ACTIVITY LIST:
1. Name every country or place mentioned in the body paragraphs of the column about Nancy Pelosi's visit to Taiwan. Leave out the header and byline.
2. Carry on the column about Nancy Pelosi's visit to Taiwan, starting right after its last sentence.

PASSAGE SHOWN:

- - - -

Features Australia

Thank you, Nancy

China fesses up

Judith Sloan

Getty Images

Judith Sloan

20 August 2022

9:00 AM

I have a rule in life: whatever Kevin Rudd thinks, I think the opposite. It makes life simple. When the Ruddster declared that it was a mistake for Nancy Pelosi, leader of the House in the US Congress, to visit Taiwan, I immediately knew it was a good idea.

Actually, I’d figured that out even before the loquacious former prime minister expressed his opposite opinion. Good on Nancy for going, even if one of the motivations for her trip was to drum up donations for the floundering Democrat party back at home. (I had previously thought she may serve the world better by simply spending time with her multiple grandchildren and great-grandchildren.)

What I also hadn’t fully realised until recently was that no US leader of substance had visited Taiwan for a quarter of a century.  Cowards, is all I can say.

One of the most useful outcomes of Nancy’s visit was the grumpy reaction of China and its declaration that its climate cooperation with the US would now cease. I know, I know: what climate cooperation? China’s idea of climate cooperation has been to cash in big time on the West’s suicidal commitment to net zero by 2050, pretending to do something domestically and all the while carrying on as they would have in any case.

With China suspending climate cooperation, those green-obsessed politicians and activists are robbed of the line that China, the largest emitter of greenhouse gases in the world, is taking climate action seriously and fully intends to meet net zero – just at a later date. Yeah, right.

Alternative narratives that downplay the need for a global effort are quickly being constructed, including the supposed economic benefits from redirecting investment dollars away from fossil fuels. Needless to say, it should still be all steam ahead – water vapour, obviously – for countries like the US and Australia in terms of imposing damaging restrictions on emissions.

- - - -

PROVIDED DATA:
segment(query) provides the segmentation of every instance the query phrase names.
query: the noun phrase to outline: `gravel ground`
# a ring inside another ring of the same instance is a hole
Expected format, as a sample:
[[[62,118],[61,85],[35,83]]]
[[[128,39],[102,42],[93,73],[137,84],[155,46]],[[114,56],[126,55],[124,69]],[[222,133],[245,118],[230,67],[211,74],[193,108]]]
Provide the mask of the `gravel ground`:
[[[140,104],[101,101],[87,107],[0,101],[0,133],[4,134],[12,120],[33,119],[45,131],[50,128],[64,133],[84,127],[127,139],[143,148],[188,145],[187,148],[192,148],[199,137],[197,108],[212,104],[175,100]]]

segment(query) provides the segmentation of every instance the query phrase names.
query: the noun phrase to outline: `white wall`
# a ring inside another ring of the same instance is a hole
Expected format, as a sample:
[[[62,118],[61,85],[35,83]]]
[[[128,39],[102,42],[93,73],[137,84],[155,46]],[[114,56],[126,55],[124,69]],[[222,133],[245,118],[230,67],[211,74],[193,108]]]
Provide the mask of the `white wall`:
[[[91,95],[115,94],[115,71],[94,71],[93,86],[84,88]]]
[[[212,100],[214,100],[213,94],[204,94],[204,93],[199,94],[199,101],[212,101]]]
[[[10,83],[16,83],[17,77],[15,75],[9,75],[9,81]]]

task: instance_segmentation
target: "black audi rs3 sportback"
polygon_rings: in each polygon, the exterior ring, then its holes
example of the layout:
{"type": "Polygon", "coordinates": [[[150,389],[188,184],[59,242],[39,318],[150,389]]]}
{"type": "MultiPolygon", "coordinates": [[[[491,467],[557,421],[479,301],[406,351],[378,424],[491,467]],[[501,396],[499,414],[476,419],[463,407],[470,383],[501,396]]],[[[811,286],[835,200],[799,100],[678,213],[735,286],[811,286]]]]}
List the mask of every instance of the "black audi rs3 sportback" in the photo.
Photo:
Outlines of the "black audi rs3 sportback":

- - - -

EXERCISE RESPONSES:
1. Taiwan, the US, China, Australia

2.
The fact the UK and some European countries are having second thoughts about the whole net zero thing, particularly given astronomical energy prices and the prospect of fuel shortages in the coming winter, needs to be wilfully ignored. UK voters, in particular, are beginning to have their doubts – but who cares?

Getting back to the US, Nancy had to hot-foot it back to Washington, DC to deal with the misleadingly titled Inflation Reduction Bill that had passed through the Senate thanks to the bizarre decision of West Virginian Democrat senator, Joe Manchin. (Until now, he has been the sole Democrat senator who has stood against the full madness of the Democrats’ legislative plans. Senator Sinema from Arizona deserves an honourable mention.)

According to the Wall Street Journal, the title of this bill would actually make second-hand car salesmen blush. When does spending an additional $US400-plus billion lead to lower inflation? And as for the additional 87,000 Internal Revenue officers collecting more tax, the mind boggles.

This 700-page bill is actually a watered-down version of Biden’s Build Back Better bill that was floating around most of last year. This new edition still contains massive subsidies for renewable energy as well as ongoing tax credits for electric vehicles.  (The federal credits were due to be phased out.) There is also some stuff included about cheaper medicine and extending Obamacare subsidies.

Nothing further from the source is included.